### Task directions
Using the data below, return every line that holds the word "photographer".

Stored entries:
◆ ◆ ◆ ◆

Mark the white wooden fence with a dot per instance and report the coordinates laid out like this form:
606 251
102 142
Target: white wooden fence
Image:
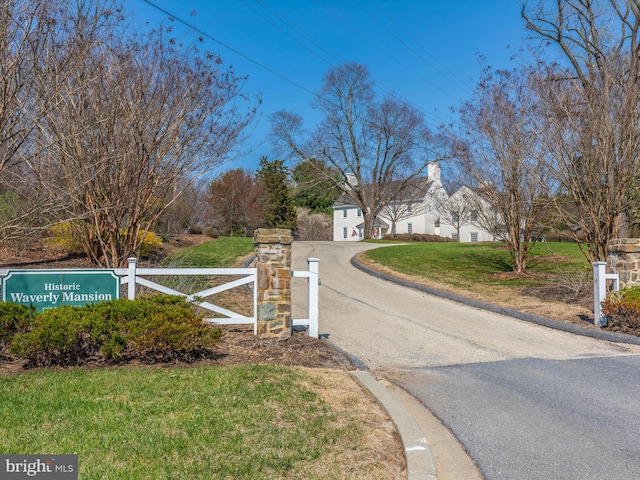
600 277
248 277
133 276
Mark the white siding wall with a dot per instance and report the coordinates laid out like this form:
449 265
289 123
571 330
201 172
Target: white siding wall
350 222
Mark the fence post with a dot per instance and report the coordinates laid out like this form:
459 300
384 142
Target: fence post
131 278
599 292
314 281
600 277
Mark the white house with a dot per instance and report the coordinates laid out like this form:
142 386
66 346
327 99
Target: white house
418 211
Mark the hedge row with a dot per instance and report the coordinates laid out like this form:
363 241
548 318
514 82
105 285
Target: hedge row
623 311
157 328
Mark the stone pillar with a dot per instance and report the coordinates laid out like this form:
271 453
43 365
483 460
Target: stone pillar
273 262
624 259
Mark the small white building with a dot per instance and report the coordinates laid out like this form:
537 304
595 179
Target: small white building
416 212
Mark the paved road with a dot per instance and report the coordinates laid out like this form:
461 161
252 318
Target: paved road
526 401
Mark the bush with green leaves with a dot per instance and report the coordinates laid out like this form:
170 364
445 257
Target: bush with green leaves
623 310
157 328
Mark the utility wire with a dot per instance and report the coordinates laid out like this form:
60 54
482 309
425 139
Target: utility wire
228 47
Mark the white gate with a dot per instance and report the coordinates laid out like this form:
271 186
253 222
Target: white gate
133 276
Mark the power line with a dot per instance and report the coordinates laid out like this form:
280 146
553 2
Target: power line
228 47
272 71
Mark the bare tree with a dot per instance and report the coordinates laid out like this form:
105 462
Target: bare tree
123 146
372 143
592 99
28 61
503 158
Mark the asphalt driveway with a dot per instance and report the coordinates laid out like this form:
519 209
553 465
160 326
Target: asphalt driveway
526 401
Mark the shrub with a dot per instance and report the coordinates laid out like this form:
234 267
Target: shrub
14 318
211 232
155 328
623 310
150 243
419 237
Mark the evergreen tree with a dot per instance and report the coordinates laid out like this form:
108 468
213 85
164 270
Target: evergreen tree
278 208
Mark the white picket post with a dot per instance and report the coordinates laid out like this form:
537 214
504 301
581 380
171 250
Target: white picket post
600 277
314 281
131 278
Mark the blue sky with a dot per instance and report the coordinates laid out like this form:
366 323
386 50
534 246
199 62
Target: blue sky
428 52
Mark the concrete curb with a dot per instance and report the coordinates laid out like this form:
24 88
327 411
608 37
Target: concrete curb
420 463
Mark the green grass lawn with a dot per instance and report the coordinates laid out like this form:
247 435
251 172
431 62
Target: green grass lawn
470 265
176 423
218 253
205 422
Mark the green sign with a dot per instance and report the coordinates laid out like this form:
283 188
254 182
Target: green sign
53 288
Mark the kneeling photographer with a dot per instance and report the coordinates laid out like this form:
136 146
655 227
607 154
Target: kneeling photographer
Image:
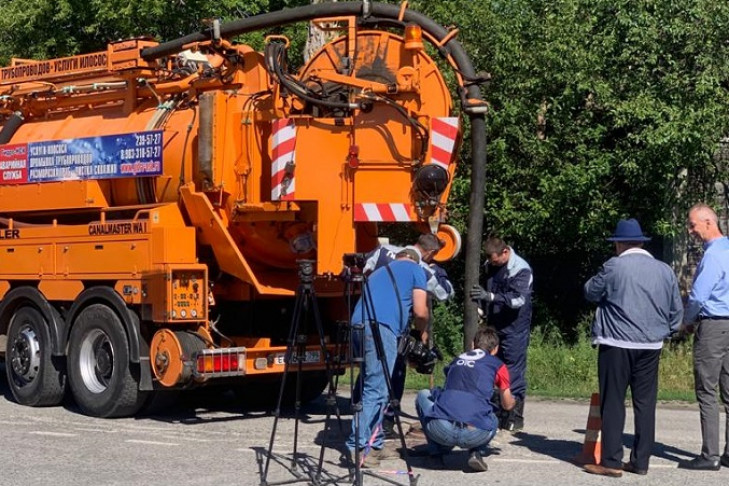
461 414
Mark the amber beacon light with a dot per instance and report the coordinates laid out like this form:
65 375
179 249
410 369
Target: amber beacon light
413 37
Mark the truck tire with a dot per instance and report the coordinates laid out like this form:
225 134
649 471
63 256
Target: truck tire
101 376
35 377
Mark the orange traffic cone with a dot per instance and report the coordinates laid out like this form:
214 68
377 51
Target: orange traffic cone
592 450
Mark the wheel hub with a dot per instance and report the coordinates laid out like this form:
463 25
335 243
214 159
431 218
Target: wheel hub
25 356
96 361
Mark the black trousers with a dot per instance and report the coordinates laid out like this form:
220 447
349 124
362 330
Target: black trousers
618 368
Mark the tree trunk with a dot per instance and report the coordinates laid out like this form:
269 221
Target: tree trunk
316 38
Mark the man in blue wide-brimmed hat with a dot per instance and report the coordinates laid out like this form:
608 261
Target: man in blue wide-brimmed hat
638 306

◆ ◆ ◆ ◆

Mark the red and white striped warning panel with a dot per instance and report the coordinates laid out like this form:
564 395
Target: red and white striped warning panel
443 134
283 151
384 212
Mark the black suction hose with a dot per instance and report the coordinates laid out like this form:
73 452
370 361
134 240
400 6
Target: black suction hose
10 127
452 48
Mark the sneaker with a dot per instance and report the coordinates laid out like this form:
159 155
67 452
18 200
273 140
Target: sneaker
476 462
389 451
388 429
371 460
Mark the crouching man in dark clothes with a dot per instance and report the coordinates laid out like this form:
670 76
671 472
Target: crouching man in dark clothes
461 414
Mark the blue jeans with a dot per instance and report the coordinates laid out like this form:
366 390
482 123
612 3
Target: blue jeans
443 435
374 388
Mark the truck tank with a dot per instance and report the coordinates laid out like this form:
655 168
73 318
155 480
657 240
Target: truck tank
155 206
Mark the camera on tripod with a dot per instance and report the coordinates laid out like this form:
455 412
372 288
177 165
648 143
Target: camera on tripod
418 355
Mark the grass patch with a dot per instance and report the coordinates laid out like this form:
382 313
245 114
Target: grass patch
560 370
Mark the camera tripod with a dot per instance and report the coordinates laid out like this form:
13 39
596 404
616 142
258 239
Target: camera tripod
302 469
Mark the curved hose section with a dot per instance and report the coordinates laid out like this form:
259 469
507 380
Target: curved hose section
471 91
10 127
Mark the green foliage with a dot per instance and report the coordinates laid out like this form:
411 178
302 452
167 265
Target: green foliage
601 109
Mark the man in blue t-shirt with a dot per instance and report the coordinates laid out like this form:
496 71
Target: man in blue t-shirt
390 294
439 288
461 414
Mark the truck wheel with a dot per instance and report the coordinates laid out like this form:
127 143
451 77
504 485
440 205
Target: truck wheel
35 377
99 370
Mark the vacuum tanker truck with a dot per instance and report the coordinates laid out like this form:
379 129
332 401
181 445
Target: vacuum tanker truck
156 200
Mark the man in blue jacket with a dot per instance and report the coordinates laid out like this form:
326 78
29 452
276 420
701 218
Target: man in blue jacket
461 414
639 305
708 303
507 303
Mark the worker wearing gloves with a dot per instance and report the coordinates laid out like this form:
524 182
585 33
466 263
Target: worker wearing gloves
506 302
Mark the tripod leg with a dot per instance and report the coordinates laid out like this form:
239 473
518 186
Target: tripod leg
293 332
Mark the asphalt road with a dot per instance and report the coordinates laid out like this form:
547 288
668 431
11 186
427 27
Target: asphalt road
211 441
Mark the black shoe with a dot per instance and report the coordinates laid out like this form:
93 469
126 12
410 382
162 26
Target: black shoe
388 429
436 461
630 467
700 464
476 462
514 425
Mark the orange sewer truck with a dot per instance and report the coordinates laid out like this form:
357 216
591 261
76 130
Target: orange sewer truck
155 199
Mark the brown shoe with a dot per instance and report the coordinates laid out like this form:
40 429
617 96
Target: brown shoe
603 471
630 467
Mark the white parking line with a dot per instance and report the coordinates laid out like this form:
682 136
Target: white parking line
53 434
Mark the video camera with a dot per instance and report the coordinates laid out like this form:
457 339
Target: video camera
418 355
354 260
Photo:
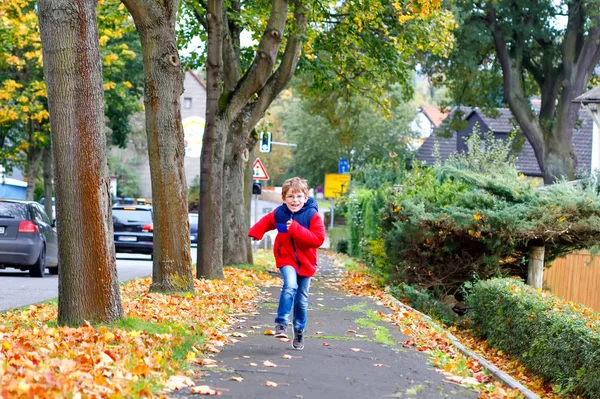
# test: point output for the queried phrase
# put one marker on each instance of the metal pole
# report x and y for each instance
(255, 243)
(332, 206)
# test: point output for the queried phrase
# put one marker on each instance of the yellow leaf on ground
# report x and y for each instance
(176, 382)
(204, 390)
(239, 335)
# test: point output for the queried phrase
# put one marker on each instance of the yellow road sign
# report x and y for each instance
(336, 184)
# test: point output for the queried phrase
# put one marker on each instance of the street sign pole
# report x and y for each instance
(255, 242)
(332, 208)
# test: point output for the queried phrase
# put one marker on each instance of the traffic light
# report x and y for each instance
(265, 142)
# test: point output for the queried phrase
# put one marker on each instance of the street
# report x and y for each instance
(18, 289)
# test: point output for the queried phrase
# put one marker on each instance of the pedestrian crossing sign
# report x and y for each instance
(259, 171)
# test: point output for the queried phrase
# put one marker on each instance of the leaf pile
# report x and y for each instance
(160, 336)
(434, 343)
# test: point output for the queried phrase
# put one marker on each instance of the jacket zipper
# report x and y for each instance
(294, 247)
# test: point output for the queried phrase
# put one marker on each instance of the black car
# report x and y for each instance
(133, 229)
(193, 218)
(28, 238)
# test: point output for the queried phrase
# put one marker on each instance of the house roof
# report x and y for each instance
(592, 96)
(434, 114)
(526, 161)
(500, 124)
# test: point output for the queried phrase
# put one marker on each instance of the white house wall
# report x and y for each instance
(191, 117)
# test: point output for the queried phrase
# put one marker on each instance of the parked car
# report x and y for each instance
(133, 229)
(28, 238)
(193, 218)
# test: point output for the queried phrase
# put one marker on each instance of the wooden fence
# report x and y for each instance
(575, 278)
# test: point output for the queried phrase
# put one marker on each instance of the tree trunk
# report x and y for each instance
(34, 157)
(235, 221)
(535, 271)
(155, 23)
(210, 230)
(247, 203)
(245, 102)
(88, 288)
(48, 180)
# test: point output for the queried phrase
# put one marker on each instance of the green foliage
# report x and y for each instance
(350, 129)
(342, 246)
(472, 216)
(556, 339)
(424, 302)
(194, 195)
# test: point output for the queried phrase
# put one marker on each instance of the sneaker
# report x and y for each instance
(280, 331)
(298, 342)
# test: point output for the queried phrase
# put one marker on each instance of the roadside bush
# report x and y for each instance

◆ ◆ ◆ ◆

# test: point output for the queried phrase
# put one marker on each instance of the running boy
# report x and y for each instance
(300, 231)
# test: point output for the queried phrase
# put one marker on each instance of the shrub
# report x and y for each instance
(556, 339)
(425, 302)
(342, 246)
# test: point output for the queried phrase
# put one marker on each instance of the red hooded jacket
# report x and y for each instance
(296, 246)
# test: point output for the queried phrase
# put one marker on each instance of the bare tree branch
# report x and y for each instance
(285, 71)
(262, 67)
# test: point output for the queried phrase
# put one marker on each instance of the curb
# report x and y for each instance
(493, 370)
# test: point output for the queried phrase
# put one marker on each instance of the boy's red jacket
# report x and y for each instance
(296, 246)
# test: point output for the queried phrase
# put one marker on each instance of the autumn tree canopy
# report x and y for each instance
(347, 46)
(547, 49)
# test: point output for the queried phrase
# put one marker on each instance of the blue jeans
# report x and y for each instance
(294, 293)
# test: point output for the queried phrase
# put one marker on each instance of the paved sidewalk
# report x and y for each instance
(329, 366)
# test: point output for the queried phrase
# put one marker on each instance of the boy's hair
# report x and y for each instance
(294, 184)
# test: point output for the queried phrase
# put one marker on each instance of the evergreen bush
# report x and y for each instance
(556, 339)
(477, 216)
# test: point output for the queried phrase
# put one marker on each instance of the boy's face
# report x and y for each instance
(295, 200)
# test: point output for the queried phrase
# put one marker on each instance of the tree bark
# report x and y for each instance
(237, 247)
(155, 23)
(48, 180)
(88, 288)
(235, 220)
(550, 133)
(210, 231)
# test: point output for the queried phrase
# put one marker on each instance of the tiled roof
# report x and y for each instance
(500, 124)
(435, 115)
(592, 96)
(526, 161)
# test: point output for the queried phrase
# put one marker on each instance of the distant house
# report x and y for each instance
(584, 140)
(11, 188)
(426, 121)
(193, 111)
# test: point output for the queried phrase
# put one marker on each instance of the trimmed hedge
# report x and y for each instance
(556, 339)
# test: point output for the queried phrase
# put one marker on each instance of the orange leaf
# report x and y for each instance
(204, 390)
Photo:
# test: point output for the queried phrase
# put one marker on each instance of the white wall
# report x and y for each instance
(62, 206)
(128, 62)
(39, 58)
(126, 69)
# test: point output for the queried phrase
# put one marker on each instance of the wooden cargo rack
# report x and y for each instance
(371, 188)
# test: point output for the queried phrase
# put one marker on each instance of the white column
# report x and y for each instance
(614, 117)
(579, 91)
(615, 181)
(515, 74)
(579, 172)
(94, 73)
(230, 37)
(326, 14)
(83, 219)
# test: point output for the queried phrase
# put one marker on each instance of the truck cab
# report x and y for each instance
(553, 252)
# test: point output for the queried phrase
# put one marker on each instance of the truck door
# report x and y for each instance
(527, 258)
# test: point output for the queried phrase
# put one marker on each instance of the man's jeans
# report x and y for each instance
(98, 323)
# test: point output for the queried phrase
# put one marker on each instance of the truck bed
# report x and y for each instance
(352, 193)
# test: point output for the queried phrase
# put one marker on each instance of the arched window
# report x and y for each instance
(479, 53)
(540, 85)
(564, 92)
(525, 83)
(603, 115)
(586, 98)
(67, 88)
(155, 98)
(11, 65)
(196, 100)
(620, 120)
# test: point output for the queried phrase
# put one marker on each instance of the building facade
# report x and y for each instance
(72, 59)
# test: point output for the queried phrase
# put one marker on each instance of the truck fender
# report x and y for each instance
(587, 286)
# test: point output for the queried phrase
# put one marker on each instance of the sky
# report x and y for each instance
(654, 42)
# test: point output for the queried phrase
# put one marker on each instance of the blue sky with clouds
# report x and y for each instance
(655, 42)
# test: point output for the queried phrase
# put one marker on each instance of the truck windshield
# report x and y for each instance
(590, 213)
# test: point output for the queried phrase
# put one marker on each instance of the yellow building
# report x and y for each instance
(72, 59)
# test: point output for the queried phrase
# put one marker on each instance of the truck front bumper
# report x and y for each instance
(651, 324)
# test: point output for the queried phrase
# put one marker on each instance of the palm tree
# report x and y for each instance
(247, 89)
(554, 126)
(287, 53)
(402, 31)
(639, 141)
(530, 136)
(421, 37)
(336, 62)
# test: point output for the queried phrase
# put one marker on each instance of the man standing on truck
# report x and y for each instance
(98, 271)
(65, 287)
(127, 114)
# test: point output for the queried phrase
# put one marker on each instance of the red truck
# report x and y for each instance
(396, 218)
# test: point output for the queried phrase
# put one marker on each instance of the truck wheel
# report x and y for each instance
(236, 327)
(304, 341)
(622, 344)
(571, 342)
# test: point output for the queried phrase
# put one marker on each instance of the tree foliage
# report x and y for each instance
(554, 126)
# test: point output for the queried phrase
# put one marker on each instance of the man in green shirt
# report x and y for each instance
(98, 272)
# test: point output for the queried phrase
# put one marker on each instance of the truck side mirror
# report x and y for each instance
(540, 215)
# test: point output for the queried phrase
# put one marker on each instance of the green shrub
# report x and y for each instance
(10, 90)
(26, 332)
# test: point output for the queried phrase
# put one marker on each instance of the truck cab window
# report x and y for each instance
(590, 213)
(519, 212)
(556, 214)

◆ ◆ ◆ ◆

### Answer box
Mark the kneeling photographer with a dot per instance and report the coordinates laid out like this form:
Target: kneeling photographer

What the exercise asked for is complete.